Records from a collection:
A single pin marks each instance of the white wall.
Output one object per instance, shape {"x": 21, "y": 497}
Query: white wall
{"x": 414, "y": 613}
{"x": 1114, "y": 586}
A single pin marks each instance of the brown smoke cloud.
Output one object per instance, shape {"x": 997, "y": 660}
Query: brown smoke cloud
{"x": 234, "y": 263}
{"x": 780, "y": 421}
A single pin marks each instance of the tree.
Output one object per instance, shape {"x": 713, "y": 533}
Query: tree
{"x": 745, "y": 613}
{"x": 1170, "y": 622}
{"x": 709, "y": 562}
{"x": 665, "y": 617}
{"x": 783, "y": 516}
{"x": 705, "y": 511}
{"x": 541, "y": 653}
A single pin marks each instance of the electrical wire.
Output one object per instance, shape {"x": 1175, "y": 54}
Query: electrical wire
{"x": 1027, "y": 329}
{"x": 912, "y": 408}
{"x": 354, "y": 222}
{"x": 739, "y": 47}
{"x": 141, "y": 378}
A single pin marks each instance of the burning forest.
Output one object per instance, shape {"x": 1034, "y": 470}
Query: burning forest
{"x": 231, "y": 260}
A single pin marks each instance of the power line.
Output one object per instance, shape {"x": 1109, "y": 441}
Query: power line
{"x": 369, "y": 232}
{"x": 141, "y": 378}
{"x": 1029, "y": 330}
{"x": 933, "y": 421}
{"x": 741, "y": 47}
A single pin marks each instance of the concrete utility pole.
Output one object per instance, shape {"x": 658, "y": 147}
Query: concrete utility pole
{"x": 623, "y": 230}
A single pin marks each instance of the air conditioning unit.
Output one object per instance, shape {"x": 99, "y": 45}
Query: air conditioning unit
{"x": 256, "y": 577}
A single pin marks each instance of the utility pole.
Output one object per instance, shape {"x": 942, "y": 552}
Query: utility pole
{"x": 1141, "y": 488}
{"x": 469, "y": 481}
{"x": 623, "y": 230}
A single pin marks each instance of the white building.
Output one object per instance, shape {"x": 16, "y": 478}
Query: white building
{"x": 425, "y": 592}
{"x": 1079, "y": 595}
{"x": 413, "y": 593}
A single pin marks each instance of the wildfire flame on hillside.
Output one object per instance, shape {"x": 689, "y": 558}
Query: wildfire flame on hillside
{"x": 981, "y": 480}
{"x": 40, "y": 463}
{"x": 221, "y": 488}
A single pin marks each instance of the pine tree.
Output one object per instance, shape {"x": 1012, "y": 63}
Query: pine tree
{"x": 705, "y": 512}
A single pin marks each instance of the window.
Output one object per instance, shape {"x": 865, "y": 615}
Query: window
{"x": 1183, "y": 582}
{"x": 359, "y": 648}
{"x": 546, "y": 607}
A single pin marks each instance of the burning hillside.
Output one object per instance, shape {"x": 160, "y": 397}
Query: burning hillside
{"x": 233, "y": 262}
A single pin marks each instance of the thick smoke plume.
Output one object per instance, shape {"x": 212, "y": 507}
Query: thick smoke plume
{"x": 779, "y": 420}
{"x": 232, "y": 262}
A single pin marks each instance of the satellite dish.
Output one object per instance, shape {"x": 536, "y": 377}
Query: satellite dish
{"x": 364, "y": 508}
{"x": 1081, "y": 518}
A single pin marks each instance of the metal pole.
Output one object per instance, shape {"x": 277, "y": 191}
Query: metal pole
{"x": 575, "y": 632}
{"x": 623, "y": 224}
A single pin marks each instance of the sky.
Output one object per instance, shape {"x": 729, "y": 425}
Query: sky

#### [Given instruction]
Copy out the lines above word for word.

#### [Final result]
A single pin marks each instance of the white wall.
Output one object per instance, shape {"x": 21, "y": 497}
Query: white wall
{"x": 414, "y": 613}
{"x": 1114, "y": 586}
A single pin marks each instance of the brown smoke cloud.
Output one object per instance, shape {"x": 997, "y": 660}
Query: brown smoke cloud
{"x": 234, "y": 263}
{"x": 780, "y": 421}
A single pin marks each instance of the tree.
Output one object per instance, shape {"x": 713, "y": 533}
Query: tree
{"x": 745, "y": 613}
{"x": 1170, "y": 622}
{"x": 709, "y": 562}
{"x": 665, "y": 617}
{"x": 783, "y": 516}
{"x": 705, "y": 511}
{"x": 541, "y": 653}
A single pin marks each instance of the electrical wire.
Output one object per instance, shape {"x": 1175, "y": 54}
Query: electrical wire
{"x": 1027, "y": 329}
{"x": 912, "y": 408}
{"x": 354, "y": 222}
{"x": 739, "y": 47}
{"x": 141, "y": 378}
A single pin marks each instance of the burning forest.
Output one object per instance, shape {"x": 1034, "y": 470}
Query: burning forest
{"x": 231, "y": 260}
A single pin marks each instance of the power line.
Output one object per instance, shape {"x": 1109, "y": 441}
Query: power line
{"x": 369, "y": 232}
{"x": 141, "y": 378}
{"x": 1029, "y": 330}
{"x": 933, "y": 421}
{"x": 741, "y": 47}
A single pin marks each instance of the concrete utility pole.
Output one object per instance, shape {"x": 658, "y": 147}
Query: concrete utility pole
{"x": 623, "y": 230}
A single pin marks each instance of the air conditioning unit.
Output one object per instance, shape {"x": 99, "y": 45}
Query: air conditioning unit
{"x": 256, "y": 577}
A single pin marks each instance of the utility pole.
Output one object per instance, shape {"x": 942, "y": 552}
Query: utility pole
{"x": 1141, "y": 488}
{"x": 469, "y": 481}
{"x": 623, "y": 230}
A single pin marks each instance of the white building.
Output one object per instance, shape {"x": 16, "y": 478}
Query: white building
{"x": 425, "y": 592}
{"x": 1079, "y": 595}
{"x": 413, "y": 593}
A single pin marks each instance of the wildfire flame on hillside.
Output one object per instance, shape {"x": 689, "y": 558}
Query: wildfire flame on hillside
{"x": 981, "y": 480}
{"x": 40, "y": 463}
{"x": 221, "y": 488}
A single pin marks each instance of the pine tree.
Output one object per instance, shape {"x": 1012, "y": 63}
Query: pine tree
{"x": 705, "y": 512}
A single pin marks each instance of the window.
Output one object per instance, shape {"x": 865, "y": 615}
Query: window
{"x": 1183, "y": 582}
{"x": 359, "y": 648}
{"x": 546, "y": 607}
A single pin marks each instance of the burning hillside.
Output one object per instance, shape {"x": 160, "y": 397}
Query: burning hillside
{"x": 233, "y": 262}
A single pin marks each instance of the thick smoke plume.
Output one object per instance, shape {"x": 212, "y": 507}
Query: thick smoke plume
{"x": 779, "y": 420}
{"x": 232, "y": 262}
A single pin marks each instance of the satellite dish.
Output one object per instance, shape {"x": 536, "y": 377}
Query: satellite dish
{"x": 364, "y": 508}
{"x": 1081, "y": 518}
A single pin marks each instance of the metal pole.
Output one object per instance, shape {"x": 277, "y": 191}
Query: metal pole
{"x": 575, "y": 632}
{"x": 623, "y": 224}
A single pin marks each instance of the sky.
Output one object per instance, shape {"x": 729, "y": 425}
Query: sky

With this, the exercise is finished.